• WORK TO DO:
Rewrite the entries below starting at the line that contains "of the leaf-covered" and ending at the line that contains "[[482, 279]]", both included, with every line (requests too) kept and each coordinate in the answers shifted by adding 102 to it. Reproduce only those lines.

-- start THE RECORDS --

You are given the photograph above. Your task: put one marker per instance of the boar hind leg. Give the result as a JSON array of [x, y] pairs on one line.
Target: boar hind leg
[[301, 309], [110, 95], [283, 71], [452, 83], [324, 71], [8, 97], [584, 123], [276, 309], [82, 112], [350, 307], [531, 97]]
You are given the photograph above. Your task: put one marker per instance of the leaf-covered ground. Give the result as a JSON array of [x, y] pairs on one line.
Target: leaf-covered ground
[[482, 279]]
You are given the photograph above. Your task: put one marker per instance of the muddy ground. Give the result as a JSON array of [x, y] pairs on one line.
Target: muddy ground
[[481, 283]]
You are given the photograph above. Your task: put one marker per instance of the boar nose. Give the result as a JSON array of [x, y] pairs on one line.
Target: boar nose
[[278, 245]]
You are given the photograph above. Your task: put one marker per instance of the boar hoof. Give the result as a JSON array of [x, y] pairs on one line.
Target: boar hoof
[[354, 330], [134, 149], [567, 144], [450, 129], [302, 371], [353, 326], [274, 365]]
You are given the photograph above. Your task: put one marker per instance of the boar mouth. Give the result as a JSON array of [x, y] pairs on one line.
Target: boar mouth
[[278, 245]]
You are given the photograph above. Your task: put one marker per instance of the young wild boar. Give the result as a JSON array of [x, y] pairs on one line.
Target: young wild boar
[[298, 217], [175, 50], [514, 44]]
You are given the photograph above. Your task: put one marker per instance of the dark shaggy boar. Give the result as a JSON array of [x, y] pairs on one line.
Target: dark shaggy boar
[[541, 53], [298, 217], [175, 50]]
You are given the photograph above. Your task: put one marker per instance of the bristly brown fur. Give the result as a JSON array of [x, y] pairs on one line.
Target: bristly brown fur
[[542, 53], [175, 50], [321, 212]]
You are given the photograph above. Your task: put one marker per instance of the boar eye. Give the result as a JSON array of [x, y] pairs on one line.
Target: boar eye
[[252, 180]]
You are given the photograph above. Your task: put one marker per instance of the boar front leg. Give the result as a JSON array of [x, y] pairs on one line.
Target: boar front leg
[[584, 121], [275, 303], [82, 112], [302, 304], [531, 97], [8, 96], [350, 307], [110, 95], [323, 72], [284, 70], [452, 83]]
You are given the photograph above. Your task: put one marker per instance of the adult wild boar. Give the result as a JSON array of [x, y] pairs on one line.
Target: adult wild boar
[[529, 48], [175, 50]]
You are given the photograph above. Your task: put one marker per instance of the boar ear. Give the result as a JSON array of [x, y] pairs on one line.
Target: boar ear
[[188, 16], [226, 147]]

-- end THE RECORDS --

• TASK SOLUTION:
You are given the photograph above. Your task: put one marker per instance of the leaf-covered ground. Give the result as a JSON array of [x, y] pairs on one line.
Target: leaf-covered ground
[[584, 381]]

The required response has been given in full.